§ Text for analysis
____________

First, I want to thank all the contributors for all the time and effort that they have put into this blog. I won’t say I have read all of them, but I have considered a significant portion of them not only in my own lifestyle but in my preparation. My own situation is that I work in a large city in the south and the family is miles away. I have been prepping for a few years now and would just like to offer a few observations. I have done all the normal things at the retreat, including food to last years, medical supplies, ammo, and guns– basically the beans, bullets, and band-aid thing. However, I will have this problem one-hundred and sixty five miles door to door! It makes me tired just typing it. If you’re in a large metropolitan area I think you will need more than one escape route. As I started my prepping I became more observant on my travels back to the apartment where I live while at work. What would happen if:

  1. the Route had no electricity (stop lights weren’t working),
  2. the Route had electricity (stop lights worked) but I was trapped behind stalled cars,
  3. the Route had an overpass jammed or an off ramp jammed, or
  4. I had no transportation because my vehicle is not functioning (get a bicycle)?

Then I started thinking what routes are pointing the way out of town. I thought about roads, railroads, power lines, gas lines, septic systems, and even rain drainage. Okay, so I pulled up Google Earth and started looking around. (Use the “add path” function to highlight, and if you have the snipping tool on Windows it’s great for copying the map.)

  1. Roads— They’re the normal mode of travel. I planned out at least one route that did not involve off-ramps, overpasses, highways, tollways, etc. Okay, so now I have two routes– my normal route and one involving city internal arteries.
  2. Railroads—They’re all on Google Earth. Mark the ones you need. In my case I am now up to a total of four routes home and four routes out of town.
  3. Power Lines—These are also visible on Google Earth. Power companies usually have some type of road for maintenance purposes. However, you might need a bolt cutter to use them!
  4. Gas Lines—Although they’re not so visible, still keep in mind that those stations sticking up out of the ground do lead somewhere.
  5. Septic systems and rain drainage. Well, I think you are probably getting the idea.

Anyway don’t get functionally fixed about what is showing you possible routes, just G.O.O.D. (Get Out of Dodge)

What will it be like? First some highlights of an economic breakdown, civil unrest, or nuclear or solar grid-down situation. Just pick your poison. Here’s just a quick review.

  1. People will want what you have (food).
  2. People will probably try to take what you have (vehicle gas, water).
  3. Muggings, gang violence, assorted personal crimes will be rampant (car/bicycle theft).
  4. You will probably be chased down for anything you may possess. (medical attention required)

____________

§ Given data
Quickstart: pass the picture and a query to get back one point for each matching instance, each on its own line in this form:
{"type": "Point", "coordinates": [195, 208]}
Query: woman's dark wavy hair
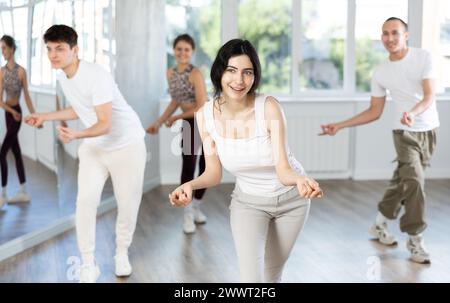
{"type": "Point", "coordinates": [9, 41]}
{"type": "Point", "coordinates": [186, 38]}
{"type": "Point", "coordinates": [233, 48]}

____________

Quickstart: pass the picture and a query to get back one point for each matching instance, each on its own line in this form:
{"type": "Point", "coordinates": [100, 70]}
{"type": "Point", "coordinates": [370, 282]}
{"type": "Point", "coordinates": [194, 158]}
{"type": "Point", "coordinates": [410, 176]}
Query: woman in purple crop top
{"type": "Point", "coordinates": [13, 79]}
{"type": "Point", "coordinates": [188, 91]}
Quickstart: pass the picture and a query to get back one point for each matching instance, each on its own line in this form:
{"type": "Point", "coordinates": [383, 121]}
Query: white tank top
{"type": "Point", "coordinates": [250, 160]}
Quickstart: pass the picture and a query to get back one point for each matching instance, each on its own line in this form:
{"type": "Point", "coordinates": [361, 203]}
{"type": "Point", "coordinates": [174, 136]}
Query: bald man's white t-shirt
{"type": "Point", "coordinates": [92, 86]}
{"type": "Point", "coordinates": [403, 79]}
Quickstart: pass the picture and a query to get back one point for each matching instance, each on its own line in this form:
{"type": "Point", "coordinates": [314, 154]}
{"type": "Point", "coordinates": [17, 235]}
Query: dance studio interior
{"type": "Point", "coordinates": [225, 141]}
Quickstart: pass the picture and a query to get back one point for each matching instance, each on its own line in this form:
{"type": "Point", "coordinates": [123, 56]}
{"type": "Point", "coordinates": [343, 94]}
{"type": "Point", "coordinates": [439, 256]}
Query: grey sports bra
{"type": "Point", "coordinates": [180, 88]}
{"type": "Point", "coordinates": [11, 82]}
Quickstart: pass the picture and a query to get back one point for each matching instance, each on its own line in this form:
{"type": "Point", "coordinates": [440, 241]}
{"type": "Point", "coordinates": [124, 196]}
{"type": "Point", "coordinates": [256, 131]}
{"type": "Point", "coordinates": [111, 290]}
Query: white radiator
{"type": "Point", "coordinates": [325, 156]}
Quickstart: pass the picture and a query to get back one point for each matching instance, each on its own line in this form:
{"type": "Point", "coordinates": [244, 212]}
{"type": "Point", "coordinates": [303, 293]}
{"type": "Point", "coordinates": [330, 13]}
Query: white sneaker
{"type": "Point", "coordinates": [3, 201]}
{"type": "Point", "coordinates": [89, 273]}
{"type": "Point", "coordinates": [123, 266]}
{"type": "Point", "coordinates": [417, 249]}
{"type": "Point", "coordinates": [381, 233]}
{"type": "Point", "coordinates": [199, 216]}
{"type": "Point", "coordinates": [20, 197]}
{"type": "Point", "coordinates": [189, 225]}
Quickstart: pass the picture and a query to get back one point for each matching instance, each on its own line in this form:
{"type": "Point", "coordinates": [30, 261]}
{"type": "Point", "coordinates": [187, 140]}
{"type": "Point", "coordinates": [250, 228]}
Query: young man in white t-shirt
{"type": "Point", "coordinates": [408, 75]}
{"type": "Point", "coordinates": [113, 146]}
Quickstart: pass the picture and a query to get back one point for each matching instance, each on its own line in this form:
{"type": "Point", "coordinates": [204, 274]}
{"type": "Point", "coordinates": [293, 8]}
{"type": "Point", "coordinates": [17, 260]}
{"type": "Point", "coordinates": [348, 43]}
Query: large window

____________

§ Action item
Answer these about the text on escape routes:
(a) How far is the author's trip door to door?
(b) Which Google Earth function does the author suggest for highlighting routes?
(c) What tool might you need to use power company maintenance roads?

§ Exercise result
(a) One hundred and sixty-five miles.
(b) The "add path" function.
(c) A bolt cutter.